Set task -
Copy each of the rows below word for word, leaving out the pictures.

Data extract -

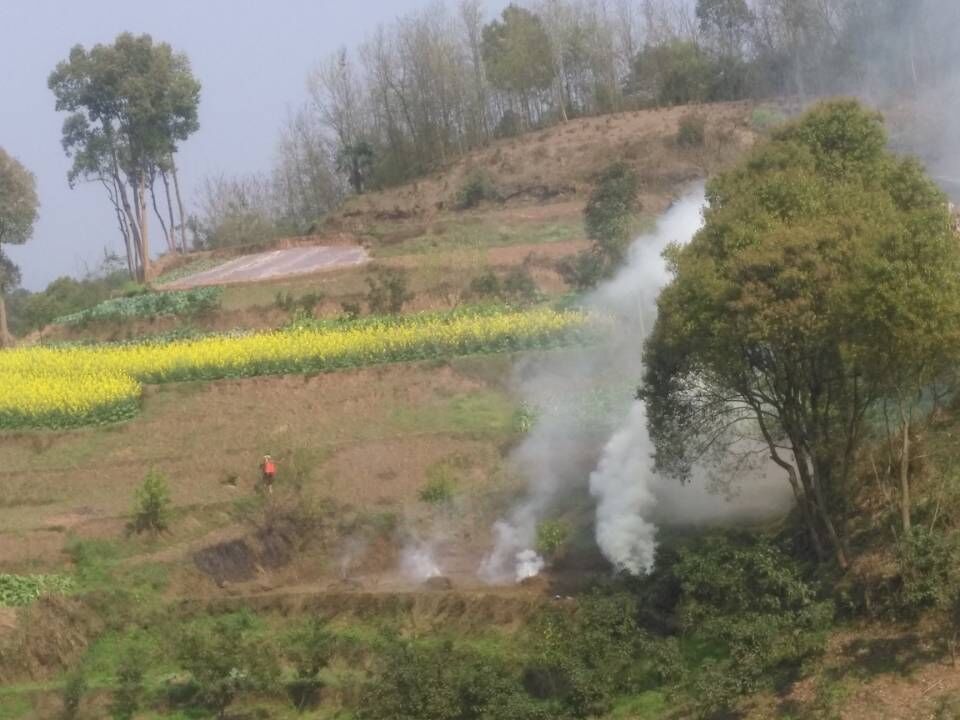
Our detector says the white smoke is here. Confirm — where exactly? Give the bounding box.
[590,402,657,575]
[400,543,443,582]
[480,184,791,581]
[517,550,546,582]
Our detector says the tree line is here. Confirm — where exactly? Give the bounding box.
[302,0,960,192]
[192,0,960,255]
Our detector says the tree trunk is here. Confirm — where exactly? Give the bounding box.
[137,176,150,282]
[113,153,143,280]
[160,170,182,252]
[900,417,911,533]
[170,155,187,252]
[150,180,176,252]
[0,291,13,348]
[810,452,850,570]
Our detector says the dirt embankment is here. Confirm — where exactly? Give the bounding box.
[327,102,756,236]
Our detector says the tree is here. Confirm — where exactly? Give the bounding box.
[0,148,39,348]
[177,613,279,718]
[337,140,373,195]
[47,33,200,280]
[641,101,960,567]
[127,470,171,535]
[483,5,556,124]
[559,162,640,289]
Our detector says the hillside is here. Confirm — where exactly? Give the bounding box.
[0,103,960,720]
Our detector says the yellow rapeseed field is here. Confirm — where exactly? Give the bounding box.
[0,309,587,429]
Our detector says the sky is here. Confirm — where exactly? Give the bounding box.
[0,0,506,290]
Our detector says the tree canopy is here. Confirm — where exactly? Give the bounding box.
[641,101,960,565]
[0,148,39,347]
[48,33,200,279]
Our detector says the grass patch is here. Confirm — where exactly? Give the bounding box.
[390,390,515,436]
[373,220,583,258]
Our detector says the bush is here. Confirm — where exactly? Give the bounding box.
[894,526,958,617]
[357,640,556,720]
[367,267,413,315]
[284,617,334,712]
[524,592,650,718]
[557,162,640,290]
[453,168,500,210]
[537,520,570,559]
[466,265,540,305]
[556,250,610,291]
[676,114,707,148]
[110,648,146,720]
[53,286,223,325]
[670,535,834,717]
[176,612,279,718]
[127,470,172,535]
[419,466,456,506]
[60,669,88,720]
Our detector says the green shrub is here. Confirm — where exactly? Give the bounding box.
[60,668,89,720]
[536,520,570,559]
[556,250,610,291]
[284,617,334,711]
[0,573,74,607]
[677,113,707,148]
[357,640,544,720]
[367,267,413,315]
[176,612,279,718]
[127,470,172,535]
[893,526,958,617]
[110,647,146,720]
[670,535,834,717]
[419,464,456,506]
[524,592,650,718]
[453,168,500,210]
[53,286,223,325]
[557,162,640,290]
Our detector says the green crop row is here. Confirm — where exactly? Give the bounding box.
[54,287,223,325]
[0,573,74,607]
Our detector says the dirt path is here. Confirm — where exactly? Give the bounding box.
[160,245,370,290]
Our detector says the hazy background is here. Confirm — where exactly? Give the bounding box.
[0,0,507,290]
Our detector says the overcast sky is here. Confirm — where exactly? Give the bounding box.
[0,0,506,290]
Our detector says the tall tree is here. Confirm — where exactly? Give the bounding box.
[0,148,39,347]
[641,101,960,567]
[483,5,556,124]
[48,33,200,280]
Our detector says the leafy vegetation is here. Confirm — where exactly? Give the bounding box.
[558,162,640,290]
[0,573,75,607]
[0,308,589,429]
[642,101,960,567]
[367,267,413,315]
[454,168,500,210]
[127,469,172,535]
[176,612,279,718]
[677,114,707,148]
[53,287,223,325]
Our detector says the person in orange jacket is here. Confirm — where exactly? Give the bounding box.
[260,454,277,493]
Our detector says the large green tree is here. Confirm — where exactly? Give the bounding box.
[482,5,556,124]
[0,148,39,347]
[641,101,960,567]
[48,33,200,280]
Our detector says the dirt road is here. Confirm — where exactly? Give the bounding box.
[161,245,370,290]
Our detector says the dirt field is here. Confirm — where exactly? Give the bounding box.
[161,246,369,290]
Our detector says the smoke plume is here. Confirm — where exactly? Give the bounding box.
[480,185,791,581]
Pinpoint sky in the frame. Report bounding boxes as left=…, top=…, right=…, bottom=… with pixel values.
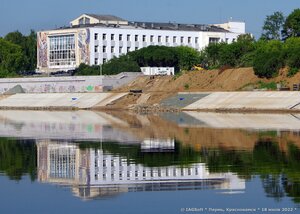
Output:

Result for this exercise -
Our detector says the white smoke is here. Confirm — where exactly? Give the bounding box.
[590,402,657,575]
[400,543,443,582]
[480,184,791,581]
[517,550,546,582]
Our detector says the tree line is here. Confirm — where exactly? Give the bounding box.
[302,0,960,192]
[192,0,960,255]
Our detector says the tree trunk is here. Confirm — where exactly? Give the bounding box.
[137,176,150,282]
[113,153,143,280]
[160,170,182,252]
[900,417,911,533]
[170,155,187,252]
[150,180,176,252]
[0,291,13,348]
[810,452,850,570]
Our detector says the dirt embankment is here. Confirm — where exactly? Give the bounding box.
[327,102,756,236]
Our detector says the tree is here. Confirm — where exactly? Give the bounding box.
[0,148,39,348]
[177,613,279,718]
[337,140,373,195]
[47,33,200,280]
[641,101,960,567]
[127,470,171,535]
[483,5,556,124]
[559,162,640,289]
Our detector says the hillside is here. Confirm — where exactly? Give the bounding box.
[0,103,960,720]
Our detector says the yellow rapeseed field is here. Confirm — where exactly? Give the bounding box.
[0,309,587,429]
Our detector says the sky is here. Confirm — where exactly? Give the bounding box.
[0,0,506,290]
Our detector says the tree canopy is here. Confirm — where exactly? Give the bounding box.
[641,101,960,565]
[0,148,39,347]
[48,33,200,279]
Our detector says the grass patch is here. Confirm — where exactly? Give the bounding box.
[390,390,515,436]
[373,220,583,258]
Our detector says the bush is here. Confirm — where exactly? Give the bounding box.
[894,526,958,617]
[357,640,556,720]
[367,267,413,315]
[284,617,334,712]
[524,592,650,718]
[557,162,640,290]
[453,168,500,210]
[537,520,570,559]
[466,265,540,305]
[556,250,610,291]
[676,114,707,148]
[110,648,146,720]
[53,286,223,325]
[670,535,834,717]
[176,612,279,718]
[127,470,172,535]
[419,466,456,506]
[60,669,88,720]
Our detector says the green shrub is here. Confirm — where exactly? Give the bounding box.
[60,668,89,720]
[536,520,570,559]
[556,250,610,291]
[284,617,334,711]
[0,573,74,607]
[677,113,707,148]
[357,640,544,720]
[367,267,413,315]
[176,612,279,718]
[127,470,172,535]
[893,526,958,617]
[110,647,146,720]
[670,535,834,717]
[419,464,456,506]
[524,592,650,718]
[453,168,500,210]
[53,286,223,325]
[557,162,640,290]
Our detector says the green crop row is here. Confirm — where exactly? Give the bounding box.
[54,287,223,325]
[0,573,74,607]
Our detector says the dirt path is here. Confirm — where exactly? Give the bounding box.
[160,245,370,290]
Our detector says the hazy background is here. Confirm — where exactly? Give the bounding box.
[0,0,507,290]
Our detector says the overcast sky is here. Confirm — where exactly? Give the bounding box.
[0,0,506,290]
Our detector says the tall tree is here. Confirm — where exactly? Give the bounding box.
[0,148,39,347]
[641,101,960,567]
[483,5,556,124]
[48,33,200,280]
Our detector says the leafy vegetation is here. Confirm — where exactly? Give the bounding box.
[558,162,640,290]
[0,573,75,607]
[0,308,589,429]
[642,101,960,567]
[367,267,413,315]
[454,168,500,210]
[127,469,172,535]
[176,612,279,718]
[677,114,707,148]
[53,287,223,325]
Our detector says the person in orange jacket is here. Confirm — where exactly? Give the bounding box.
[260,454,277,493]
Our detector says the large green tree is here. Confirm — where exactly? Give the bounding box.
[482,5,556,124]
[0,148,39,347]
[641,101,960,567]
[48,33,200,280]
Our detector says the dirt road is here. Confirm — where exactly? Give the bounding box.
[161,245,370,290]
Our detector says the dirt field is here. Confirm — where exactly? Give the bounding box.
[161,246,369,290]
Our detector says the smoke plume is here. Confirm — where exactly? Give the bounding box.
[480,185,791,581]
Pinpoint sky in the frame. Report bounding boxes as left=…, top=…, right=…, bottom=… with pixel values.
Output:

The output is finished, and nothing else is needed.